TEXTO FUENTE:
****
Cuando el dolor llega a nuestra puerta y llena nuestra vida de tinieblas, generalmente nos desesperamos o nos entregamos al llanto.
Sin ánimo, miramos a nuestro alrededor y envidiamos a los felices del mundo: aquellos que poseen riquezas, salud o familia perfectas y que aparentemente no tienen preocupaciones.
En esas horas de pruebas, nos lamentamos y lloramos. Raras veces aprovechamos la ocasión para meditar y aprender buenas lecciones.
Muchas veces, aquí en la Tierra, las preocupaciones de la vida material nos oscurecen la lucidez.
Nos quedamos tan afligidos con lo que vamos comer o beber que nos olvidamos de que tenemos Dios, un Padre amoroso que nos cuida a todos.
Cree: nadie está olvidado por este Padre amoroso y bueno, que permite que nazca el sol sobre los buenos y los malos, que hace caer la lluvia sobre los justos e injustos.
****
TAREA INDICADA: Retoma el texto anterior sobre el dolor y la confianza en Dios y continúalo a partir de su última oración.
****
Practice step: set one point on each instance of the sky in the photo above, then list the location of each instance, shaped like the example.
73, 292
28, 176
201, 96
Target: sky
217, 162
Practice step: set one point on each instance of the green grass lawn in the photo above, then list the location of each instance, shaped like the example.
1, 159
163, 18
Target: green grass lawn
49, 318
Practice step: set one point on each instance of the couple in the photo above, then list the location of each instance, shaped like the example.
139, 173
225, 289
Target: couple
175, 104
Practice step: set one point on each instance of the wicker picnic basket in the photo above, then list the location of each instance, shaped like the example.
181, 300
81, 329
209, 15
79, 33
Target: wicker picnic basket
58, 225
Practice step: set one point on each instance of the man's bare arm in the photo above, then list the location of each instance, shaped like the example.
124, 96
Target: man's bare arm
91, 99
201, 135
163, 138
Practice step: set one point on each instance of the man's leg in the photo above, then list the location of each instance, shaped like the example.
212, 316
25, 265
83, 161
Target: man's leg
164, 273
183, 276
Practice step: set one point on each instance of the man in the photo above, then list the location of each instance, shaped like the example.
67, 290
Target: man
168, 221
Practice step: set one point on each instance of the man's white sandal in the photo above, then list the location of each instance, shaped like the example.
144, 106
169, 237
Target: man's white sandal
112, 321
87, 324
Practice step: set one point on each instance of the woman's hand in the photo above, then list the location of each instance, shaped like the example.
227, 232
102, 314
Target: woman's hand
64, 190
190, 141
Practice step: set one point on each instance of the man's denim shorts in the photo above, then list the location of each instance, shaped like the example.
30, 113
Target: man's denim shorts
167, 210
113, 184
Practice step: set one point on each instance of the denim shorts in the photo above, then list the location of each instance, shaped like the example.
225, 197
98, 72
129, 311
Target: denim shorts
****
RESPUESTA:
Muchas veces nos preguntamos: ¿Por qué pasa eso conmigo? La pregunta debería ser distinta: ¿Para qué ocurre eso conmigo?
Si, toda y cualquier experiencia – sufrida o feliz – nos trae un aprendizaje importante. Son momentos que enriquecen nuestra alma.
Dios no juega con nuestras vidas. Y, si Él permite que se nos ocurran determinados hechos, es porque hay un objetivo útil e importante para nosotros.
Haga una retrospectiva: observe los momentos difíciles de su vida, ellos trajeron algo de nuevo, un aprendizaje especial. Cada lágrima agregó sabiduría, experiencia, una nueva manera de ver la vida.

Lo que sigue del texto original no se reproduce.